__EXTRACT__
────
Modelling of solid‐phase sintering of hardmetal using a mesomechanics approach

The mesomechanics approach presented in this paper aims at enhancing the understanding of, as well as providing a predicting capability for, the densification process in cemented carbides due to solid-phase sintering. The major mesostructural constituents are tungsten carbide (WC) particles and large pores, which are embedded in a contiguous cobolt (Co) matrix. A preprocessor code, which is based on Voronoi polygonization, was developed to generate the morphology with prescribed area fraction and size distribution of the constituents. In a continuum model, the ‘driving force’ that brings about the densification is the sintering stress, which is given a rational thermodynamic definition in the paper. This stress represents the boundary loading of a representative volume element (RVE) at free sintering, i.e. in the absence of macroscopic stresses. In such a volume element (or unit cell) the constituents WC and Co are assumed as viscoplastic non-porous solids. A generalized Bingham model (of Norton-type with hardening) seems to be sufficient to represent the creep properties, which are assumed to be of dislocation as well as of diffusion type. The temperature dependence of certain material parameters is discussed. Thermal expansion is accounted for. The developed algorithm was implemented in the commercial FE-code ABAQUS. Finally, the simulation results are compared with experimental results from the sintering of free as well as uniaxially loaded specimens. Copyright © 2000 John Wiley & Sons, Ltd.
────
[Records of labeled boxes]
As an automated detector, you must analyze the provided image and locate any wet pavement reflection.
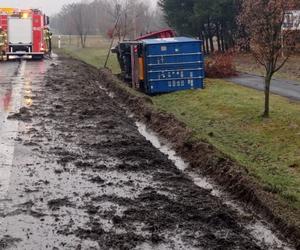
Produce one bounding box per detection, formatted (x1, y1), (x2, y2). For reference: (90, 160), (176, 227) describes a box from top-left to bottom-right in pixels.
(0, 60), (47, 199)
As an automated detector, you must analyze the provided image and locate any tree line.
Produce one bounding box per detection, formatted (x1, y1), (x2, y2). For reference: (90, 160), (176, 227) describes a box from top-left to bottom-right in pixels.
(159, 0), (241, 53)
(51, 0), (166, 47)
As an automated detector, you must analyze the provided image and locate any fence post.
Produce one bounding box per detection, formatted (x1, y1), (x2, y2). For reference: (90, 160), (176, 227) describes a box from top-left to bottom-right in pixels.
(58, 35), (61, 49)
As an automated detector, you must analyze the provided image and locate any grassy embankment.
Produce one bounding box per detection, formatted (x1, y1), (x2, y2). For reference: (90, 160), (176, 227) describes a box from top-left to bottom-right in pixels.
(56, 36), (300, 213)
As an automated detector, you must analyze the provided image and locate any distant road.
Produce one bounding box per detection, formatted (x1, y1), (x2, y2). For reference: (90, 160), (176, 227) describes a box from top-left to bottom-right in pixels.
(226, 73), (300, 101)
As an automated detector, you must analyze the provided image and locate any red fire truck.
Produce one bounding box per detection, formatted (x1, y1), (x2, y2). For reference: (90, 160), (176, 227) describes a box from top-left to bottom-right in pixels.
(0, 8), (49, 59)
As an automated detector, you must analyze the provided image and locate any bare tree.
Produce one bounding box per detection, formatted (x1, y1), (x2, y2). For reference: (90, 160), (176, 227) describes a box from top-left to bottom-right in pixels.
(238, 0), (295, 118)
(51, 0), (166, 41)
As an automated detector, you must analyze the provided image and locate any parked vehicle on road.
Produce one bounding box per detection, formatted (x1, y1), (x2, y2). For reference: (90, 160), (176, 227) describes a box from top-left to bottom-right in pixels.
(0, 8), (49, 59)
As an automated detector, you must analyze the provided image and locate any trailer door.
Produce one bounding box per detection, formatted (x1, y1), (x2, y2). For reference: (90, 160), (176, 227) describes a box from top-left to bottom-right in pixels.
(8, 17), (32, 45)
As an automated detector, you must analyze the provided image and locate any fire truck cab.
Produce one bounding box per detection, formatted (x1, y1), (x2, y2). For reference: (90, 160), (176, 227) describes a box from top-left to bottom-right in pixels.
(0, 8), (49, 59)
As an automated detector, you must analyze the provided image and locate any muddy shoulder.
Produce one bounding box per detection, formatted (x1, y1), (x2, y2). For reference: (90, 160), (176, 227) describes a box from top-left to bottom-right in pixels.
(91, 60), (300, 246)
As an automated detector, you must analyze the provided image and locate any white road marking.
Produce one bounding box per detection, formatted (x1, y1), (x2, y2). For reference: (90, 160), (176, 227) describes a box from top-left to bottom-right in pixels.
(0, 61), (26, 200)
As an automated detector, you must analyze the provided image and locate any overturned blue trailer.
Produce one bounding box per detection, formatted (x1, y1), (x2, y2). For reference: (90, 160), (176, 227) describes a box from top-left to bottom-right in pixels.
(113, 37), (204, 95)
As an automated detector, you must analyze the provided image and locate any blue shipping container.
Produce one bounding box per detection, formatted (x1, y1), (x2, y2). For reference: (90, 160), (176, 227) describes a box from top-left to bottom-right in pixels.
(142, 37), (204, 94)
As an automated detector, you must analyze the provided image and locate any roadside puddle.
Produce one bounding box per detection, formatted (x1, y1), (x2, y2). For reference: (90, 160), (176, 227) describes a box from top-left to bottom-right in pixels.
(0, 61), (26, 200)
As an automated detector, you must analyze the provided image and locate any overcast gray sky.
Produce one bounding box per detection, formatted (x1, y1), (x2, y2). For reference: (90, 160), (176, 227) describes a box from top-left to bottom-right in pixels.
(0, 0), (156, 15)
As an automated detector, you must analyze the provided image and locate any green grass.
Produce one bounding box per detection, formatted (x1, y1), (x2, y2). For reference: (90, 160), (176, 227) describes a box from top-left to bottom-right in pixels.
(153, 80), (300, 208)
(57, 46), (300, 211)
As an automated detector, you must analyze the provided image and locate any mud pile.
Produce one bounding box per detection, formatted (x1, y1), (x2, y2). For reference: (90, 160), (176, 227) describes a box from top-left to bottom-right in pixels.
(0, 58), (292, 249)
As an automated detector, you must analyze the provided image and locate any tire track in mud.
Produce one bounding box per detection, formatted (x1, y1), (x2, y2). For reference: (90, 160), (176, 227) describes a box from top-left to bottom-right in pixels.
(0, 58), (294, 249)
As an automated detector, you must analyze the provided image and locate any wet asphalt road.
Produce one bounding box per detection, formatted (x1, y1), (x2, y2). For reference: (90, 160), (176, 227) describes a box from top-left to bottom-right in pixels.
(0, 58), (296, 250)
(227, 73), (300, 101)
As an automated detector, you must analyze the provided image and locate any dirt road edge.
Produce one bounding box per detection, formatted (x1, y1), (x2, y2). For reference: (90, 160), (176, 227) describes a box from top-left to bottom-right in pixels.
(99, 69), (300, 249)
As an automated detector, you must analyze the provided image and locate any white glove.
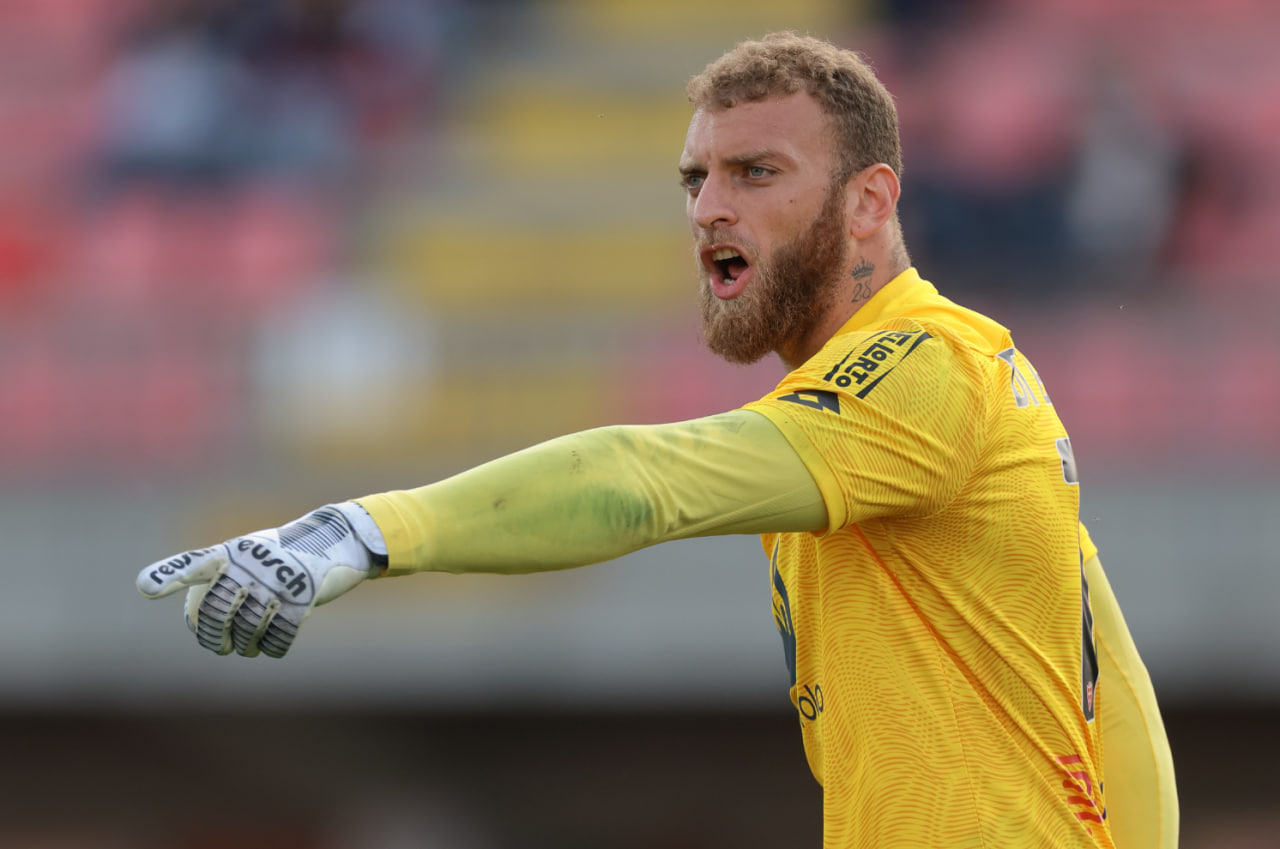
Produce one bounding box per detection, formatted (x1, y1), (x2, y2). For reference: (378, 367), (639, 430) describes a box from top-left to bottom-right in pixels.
(138, 501), (387, 657)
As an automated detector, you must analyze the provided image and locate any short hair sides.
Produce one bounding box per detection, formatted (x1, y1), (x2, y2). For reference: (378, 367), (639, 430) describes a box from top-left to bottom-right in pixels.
(686, 32), (902, 183)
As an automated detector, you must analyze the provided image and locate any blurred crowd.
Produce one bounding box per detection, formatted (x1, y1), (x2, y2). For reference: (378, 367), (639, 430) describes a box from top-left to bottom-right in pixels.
(0, 0), (1280, 478)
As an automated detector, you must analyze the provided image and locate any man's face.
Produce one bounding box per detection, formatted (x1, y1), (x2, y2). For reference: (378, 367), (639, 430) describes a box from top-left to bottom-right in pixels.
(680, 92), (849, 362)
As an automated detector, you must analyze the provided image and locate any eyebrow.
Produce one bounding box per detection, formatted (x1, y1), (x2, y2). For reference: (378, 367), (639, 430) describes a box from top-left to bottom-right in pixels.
(680, 147), (795, 175)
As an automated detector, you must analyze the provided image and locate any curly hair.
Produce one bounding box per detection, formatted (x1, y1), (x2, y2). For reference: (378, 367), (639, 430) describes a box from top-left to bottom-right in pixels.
(686, 32), (902, 182)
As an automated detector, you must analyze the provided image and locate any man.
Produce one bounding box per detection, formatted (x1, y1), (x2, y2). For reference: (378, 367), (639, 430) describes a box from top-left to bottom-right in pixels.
(138, 33), (1176, 849)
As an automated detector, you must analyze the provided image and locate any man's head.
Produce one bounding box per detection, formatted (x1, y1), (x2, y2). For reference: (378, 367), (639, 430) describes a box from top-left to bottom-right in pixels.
(680, 33), (908, 366)
(686, 32), (902, 183)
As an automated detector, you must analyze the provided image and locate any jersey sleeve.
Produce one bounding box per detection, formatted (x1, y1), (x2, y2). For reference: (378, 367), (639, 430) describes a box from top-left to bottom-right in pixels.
(357, 410), (826, 575)
(746, 319), (986, 531)
(1082, 555), (1179, 849)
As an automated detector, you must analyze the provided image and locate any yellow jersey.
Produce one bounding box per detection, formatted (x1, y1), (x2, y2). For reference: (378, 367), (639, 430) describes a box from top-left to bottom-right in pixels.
(746, 269), (1112, 849)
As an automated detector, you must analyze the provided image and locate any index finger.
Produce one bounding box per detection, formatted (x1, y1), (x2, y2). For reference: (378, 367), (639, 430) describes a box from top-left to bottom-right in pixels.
(137, 546), (227, 598)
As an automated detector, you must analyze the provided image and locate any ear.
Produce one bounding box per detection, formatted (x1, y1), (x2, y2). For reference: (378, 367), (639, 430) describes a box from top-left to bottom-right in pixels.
(845, 163), (902, 239)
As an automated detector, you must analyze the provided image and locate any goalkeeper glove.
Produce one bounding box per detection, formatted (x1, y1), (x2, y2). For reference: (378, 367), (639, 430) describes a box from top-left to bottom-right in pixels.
(137, 501), (387, 657)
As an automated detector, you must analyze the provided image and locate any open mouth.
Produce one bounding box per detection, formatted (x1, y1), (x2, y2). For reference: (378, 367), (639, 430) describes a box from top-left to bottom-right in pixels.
(710, 247), (751, 286)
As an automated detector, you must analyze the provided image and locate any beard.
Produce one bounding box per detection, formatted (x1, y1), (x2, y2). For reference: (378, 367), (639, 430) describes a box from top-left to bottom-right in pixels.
(699, 184), (849, 365)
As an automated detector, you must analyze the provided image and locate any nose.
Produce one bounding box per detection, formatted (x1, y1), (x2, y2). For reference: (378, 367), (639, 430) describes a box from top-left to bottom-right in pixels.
(689, 174), (737, 229)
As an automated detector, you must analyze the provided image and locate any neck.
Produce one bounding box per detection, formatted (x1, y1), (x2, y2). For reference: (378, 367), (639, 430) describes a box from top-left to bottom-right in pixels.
(777, 244), (911, 371)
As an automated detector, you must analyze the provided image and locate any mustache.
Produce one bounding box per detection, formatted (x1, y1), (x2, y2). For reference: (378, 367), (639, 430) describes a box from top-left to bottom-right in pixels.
(694, 229), (759, 258)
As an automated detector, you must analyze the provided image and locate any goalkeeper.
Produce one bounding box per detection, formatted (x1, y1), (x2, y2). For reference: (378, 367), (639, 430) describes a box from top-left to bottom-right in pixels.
(138, 33), (1178, 849)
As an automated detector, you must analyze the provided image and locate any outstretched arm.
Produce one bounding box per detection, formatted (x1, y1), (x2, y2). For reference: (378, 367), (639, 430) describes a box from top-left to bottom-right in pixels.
(137, 410), (827, 657)
(357, 410), (827, 575)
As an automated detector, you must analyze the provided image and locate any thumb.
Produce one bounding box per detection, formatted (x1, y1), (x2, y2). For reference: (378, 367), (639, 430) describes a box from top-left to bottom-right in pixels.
(137, 546), (227, 598)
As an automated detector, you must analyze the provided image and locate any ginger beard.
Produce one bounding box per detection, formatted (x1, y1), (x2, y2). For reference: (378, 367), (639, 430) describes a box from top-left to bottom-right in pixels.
(698, 181), (849, 365)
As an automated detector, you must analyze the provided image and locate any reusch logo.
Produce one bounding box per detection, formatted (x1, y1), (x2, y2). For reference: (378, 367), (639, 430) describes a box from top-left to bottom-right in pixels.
(236, 539), (311, 604)
(151, 548), (209, 584)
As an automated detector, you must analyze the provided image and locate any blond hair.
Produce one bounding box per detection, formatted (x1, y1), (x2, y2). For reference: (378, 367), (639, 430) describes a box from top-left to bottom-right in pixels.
(686, 32), (902, 182)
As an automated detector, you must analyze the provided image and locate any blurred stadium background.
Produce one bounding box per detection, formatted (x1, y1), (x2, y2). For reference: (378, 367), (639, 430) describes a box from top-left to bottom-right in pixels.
(0, 0), (1280, 849)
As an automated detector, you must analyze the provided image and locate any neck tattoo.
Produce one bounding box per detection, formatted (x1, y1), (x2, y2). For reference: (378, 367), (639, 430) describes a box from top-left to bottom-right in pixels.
(852, 256), (876, 303)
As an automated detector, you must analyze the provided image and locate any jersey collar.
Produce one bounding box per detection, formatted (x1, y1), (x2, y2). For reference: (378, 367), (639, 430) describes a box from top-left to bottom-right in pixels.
(836, 268), (938, 336)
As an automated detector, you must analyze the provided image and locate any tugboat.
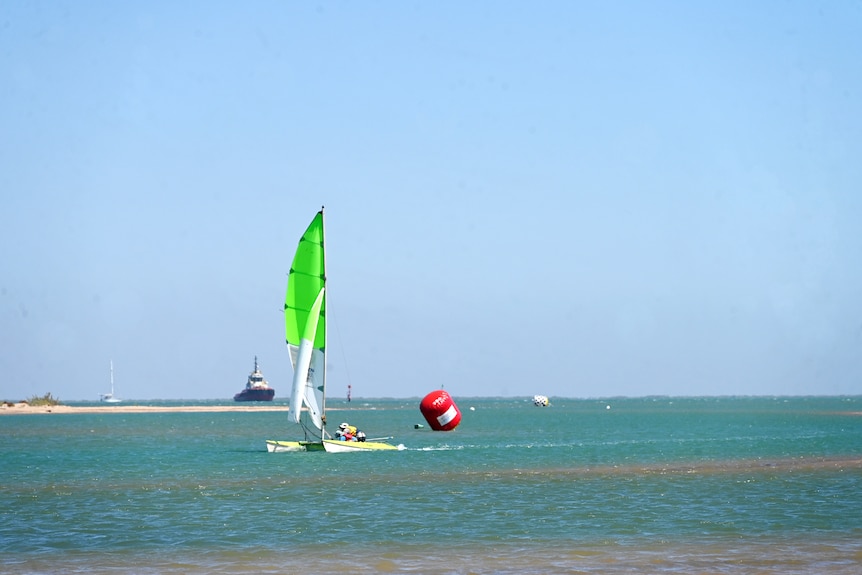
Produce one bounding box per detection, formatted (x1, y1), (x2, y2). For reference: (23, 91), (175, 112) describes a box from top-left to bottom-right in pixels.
(233, 356), (275, 401)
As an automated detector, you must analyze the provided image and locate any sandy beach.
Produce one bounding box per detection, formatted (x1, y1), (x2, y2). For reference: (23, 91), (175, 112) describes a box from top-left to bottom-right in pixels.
(0, 403), (288, 415)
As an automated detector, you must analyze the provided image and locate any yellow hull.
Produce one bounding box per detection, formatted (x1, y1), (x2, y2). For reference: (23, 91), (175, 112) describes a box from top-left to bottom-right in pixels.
(323, 439), (403, 453)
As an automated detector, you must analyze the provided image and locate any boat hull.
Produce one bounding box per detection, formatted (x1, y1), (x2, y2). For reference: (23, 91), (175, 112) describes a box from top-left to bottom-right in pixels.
(233, 389), (275, 401)
(266, 439), (324, 453)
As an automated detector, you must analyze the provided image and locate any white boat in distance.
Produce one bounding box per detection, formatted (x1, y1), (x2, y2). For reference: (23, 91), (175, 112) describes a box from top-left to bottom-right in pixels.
(99, 360), (123, 403)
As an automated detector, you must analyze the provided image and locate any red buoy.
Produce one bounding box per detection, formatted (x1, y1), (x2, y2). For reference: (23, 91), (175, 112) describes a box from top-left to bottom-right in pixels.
(419, 389), (461, 431)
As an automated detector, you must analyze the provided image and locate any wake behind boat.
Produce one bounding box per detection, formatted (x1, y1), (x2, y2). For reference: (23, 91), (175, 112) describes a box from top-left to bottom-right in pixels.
(266, 208), (403, 453)
(233, 356), (275, 401)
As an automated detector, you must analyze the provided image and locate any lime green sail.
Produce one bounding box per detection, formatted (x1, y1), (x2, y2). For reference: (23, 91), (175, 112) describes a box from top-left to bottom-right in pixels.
(284, 208), (326, 433)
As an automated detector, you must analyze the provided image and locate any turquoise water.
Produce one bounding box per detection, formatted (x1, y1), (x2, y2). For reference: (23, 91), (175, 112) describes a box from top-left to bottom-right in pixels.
(0, 397), (862, 574)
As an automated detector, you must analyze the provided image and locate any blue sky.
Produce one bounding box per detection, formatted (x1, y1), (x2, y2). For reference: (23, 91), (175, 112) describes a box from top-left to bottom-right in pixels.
(0, 1), (862, 400)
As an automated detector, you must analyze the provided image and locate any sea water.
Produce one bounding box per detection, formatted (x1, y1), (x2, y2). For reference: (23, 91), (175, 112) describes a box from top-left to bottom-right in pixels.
(0, 397), (862, 575)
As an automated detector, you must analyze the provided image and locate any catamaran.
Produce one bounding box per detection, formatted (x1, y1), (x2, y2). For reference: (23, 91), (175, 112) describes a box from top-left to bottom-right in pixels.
(99, 360), (123, 403)
(266, 208), (403, 453)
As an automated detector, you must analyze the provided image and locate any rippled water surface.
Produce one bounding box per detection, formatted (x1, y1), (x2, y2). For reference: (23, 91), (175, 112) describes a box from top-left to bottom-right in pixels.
(0, 397), (862, 574)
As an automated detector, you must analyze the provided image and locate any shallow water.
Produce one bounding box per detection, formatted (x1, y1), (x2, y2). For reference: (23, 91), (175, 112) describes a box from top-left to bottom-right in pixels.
(0, 397), (862, 574)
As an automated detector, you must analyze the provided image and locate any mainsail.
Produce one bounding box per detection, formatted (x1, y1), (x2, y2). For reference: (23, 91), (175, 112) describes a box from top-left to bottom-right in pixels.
(284, 208), (326, 438)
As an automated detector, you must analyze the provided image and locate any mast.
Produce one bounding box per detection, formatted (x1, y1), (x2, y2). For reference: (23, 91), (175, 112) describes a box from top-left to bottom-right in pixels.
(320, 206), (329, 441)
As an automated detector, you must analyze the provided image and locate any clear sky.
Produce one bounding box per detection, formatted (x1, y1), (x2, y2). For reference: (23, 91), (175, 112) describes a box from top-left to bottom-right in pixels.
(0, 0), (862, 400)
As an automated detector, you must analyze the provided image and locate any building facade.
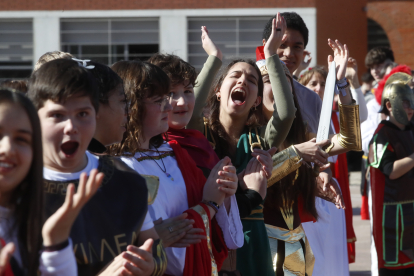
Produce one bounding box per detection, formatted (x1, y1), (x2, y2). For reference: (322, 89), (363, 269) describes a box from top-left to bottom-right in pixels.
(0, 0), (414, 78)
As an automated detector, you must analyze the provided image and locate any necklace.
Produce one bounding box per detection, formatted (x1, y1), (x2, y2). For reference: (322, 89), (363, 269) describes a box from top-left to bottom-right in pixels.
(140, 148), (174, 181)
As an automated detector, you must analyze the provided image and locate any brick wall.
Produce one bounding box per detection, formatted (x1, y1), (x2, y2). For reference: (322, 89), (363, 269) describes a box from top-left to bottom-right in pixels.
(0, 0), (316, 11)
(316, 0), (367, 76)
(367, 1), (414, 69)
────
__WRITTEN PROBLEM A__
In the sintering abstract, which commercial FE code was the developed algorithm implemented in?
__WRITTEN PROBLEM B__
Please gather every line of the records that contains the word "tree".

__CORRECT OUTPUT A__
ABAQUS

__CORRECT OUTPUT B__
As an automated detector, you must analyze the provided image and locate any tree line.
As an automated detector, you must analyze the provided image and locate any bare tree.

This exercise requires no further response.